Stated problem: Will you quote only the lines starting at the one that contains "Short-answer question: In the image above, the bridle" and ending with the last line of the listing below, inclusive?

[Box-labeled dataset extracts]
··········

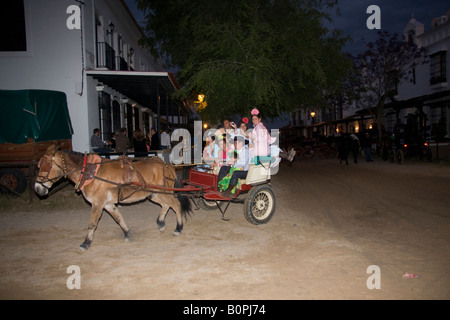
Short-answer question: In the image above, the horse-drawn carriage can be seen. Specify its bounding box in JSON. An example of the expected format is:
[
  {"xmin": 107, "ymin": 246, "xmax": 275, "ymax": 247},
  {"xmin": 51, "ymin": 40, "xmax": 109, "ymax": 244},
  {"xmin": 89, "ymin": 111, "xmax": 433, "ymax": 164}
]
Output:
[
  {"xmin": 187, "ymin": 163, "xmax": 276, "ymax": 225},
  {"xmin": 35, "ymin": 145, "xmax": 276, "ymax": 250}
]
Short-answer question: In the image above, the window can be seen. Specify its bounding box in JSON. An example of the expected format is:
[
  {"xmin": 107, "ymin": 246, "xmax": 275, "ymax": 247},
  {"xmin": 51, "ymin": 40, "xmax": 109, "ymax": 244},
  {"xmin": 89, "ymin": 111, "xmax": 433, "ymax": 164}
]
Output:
[
  {"xmin": 0, "ymin": 0, "xmax": 27, "ymax": 52},
  {"xmin": 430, "ymin": 51, "xmax": 447, "ymax": 85}
]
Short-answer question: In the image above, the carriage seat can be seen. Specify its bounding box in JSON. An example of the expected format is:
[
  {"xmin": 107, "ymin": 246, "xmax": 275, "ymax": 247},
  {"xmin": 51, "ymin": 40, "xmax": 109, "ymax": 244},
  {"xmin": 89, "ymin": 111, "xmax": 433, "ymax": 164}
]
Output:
[{"xmin": 239, "ymin": 162, "xmax": 270, "ymax": 185}]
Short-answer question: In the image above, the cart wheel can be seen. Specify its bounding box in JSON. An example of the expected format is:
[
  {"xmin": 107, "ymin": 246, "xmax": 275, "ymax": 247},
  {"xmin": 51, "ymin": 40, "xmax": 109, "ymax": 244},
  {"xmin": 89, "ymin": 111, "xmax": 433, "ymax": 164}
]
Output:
[
  {"xmin": 244, "ymin": 184, "xmax": 277, "ymax": 224},
  {"xmin": 0, "ymin": 168, "xmax": 27, "ymax": 194},
  {"xmin": 198, "ymin": 198, "xmax": 222, "ymax": 210}
]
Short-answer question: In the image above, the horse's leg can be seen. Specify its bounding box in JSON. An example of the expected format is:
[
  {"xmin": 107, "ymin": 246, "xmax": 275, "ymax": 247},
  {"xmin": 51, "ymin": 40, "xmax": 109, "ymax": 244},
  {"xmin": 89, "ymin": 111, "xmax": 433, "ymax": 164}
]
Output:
[
  {"xmin": 80, "ymin": 204, "xmax": 103, "ymax": 250},
  {"xmin": 151, "ymin": 194, "xmax": 170, "ymax": 232},
  {"xmin": 152, "ymin": 193, "xmax": 183, "ymax": 236},
  {"xmin": 105, "ymin": 204, "xmax": 131, "ymax": 242}
]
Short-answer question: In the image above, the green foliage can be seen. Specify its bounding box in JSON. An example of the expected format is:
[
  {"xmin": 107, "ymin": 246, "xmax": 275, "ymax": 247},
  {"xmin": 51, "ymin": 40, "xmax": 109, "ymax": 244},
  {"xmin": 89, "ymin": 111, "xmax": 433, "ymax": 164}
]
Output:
[{"xmin": 138, "ymin": 0, "xmax": 350, "ymax": 121}]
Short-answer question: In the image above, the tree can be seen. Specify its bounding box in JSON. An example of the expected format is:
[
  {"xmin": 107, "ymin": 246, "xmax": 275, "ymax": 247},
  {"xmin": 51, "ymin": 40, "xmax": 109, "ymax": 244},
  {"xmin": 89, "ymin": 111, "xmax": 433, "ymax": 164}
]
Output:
[
  {"xmin": 138, "ymin": 0, "xmax": 350, "ymax": 121},
  {"xmin": 353, "ymin": 31, "xmax": 424, "ymax": 143}
]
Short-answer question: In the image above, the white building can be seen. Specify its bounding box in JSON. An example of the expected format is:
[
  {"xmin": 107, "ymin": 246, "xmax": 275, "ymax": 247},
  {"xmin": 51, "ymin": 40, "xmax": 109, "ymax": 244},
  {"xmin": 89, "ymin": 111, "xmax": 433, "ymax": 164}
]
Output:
[
  {"xmin": 0, "ymin": 0, "xmax": 190, "ymax": 152},
  {"xmin": 385, "ymin": 10, "xmax": 450, "ymax": 137}
]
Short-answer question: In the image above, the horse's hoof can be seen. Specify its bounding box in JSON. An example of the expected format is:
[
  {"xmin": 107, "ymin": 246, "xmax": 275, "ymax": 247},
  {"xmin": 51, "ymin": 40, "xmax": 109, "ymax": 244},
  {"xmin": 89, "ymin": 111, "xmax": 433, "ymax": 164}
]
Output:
[{"xmin": 123, "ymin": 231, "xmax": 133, "ymax": 242}]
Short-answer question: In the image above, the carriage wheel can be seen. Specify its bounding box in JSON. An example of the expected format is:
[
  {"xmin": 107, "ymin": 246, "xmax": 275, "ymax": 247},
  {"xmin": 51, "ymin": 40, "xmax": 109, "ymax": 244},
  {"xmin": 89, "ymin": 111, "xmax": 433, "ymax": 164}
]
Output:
[
  {"xmin": 244, "ymin": 185, "xmax": 276, "ymax": 224},
  {"xmin": 198, "ymin": 198, "xmax": 222, "ymax": 210}
]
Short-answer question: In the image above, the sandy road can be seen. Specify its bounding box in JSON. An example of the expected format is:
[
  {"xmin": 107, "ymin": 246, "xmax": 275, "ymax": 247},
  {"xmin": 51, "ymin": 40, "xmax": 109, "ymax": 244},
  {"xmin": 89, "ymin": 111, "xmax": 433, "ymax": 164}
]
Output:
[{"xmin": 0, "ymin": 160, "xmax": 450, "ymax": 299}]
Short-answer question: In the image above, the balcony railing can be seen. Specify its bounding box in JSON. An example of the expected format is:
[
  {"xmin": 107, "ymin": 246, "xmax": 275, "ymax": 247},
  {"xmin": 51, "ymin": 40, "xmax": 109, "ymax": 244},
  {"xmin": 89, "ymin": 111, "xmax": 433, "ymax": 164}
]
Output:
[
  {"xmin": 116, "ymin": 56, "xmax": 128, "ymax": 71},
  {"xmin": 97, "ymin": 42, "xmax": 116, "ymax": 70}
]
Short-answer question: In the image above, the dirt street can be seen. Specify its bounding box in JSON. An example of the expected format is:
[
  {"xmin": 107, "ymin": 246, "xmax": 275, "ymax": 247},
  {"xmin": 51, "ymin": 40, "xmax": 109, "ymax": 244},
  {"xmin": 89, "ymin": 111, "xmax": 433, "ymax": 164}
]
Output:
[{"xmin": 0, "ymin": 160, "xmax": 450, "ymax": 300}]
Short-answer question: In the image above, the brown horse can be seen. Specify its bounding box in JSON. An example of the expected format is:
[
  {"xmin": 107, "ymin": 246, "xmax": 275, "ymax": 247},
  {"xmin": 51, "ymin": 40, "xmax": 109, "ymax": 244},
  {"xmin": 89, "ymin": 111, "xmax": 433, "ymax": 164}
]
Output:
[{"xmin": 35, "ymin": 145, "xmax": 191, "ymax": 250}]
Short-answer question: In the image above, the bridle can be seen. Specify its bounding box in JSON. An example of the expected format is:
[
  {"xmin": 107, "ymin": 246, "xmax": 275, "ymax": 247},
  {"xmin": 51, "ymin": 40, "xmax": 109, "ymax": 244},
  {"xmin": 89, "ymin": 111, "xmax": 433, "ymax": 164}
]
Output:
[{"xmin": 36, "ymin": 150, "xmax": 81, "ymax": 189}]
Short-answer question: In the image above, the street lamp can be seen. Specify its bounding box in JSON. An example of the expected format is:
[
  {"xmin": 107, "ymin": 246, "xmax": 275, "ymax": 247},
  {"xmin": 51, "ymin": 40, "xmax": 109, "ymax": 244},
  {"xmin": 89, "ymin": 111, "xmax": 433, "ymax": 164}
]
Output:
[{"xmin": 311, "ymin": 111, "xmax": 316, "ymax": 124}]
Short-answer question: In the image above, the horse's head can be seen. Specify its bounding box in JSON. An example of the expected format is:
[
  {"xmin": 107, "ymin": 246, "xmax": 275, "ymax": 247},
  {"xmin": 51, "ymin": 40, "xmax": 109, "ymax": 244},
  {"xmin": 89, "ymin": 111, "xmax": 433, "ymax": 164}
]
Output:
[{"xmin": 34, "ymin": 144, "xmax": 64, "ymax": 196}]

··········

Full answer:
Short-answer question: In the image above, the bridle can be seen. Specify its bounding box in JSON. An example of the expected format is:
[
  {"xmin": 107, "ymin": 246, "xmax": 275, "ymax": 247},
  {"xmin": 51, "ymin": 40, "xmax": 109, "ymax": 244},
  {"xmin": 89, "ymin": 111, "xmax": 433, "ymax": 164}
]
Output:
[{"xmin": 36, "ymin": 150, "xmax": 81, "ymax": 189}]
Short-answer question: In the image above, the street lamp can be seen. Specify its bounding box in JSON. An example of the expected format is:
[
  {"xmin": 107, "ymin": 246, "xmax": 275, "ymax": 247},
  {"xmin": 51, "ymin": 40, "xmax": 109, "ymax": 244},
  {"xmin": 89, "ymin": 111, "xmax": 433, "ymax": 164}
]
Output:
[{"xmin": 311, "ymin": 111, "xmax": 316, "ymax": 124}]
Short-answer question: In the image above, the horse's head can be seen. Specify its bounding box in JSON. An example of the expected format is:
[
  {"xmin": 107, "ymin": 246, "xmax": 275, "ymax": 247},
  {"xmin": 51, "ymin": 40, "xmax": 109, "ymax": 244},
  {"xmin": 89, "ymin": 111, "xmax": 433, "ymax": 164}
]
Output:
[{"xmin": 34, "ymin": 144, "xmax": 64, "ymax": 196}]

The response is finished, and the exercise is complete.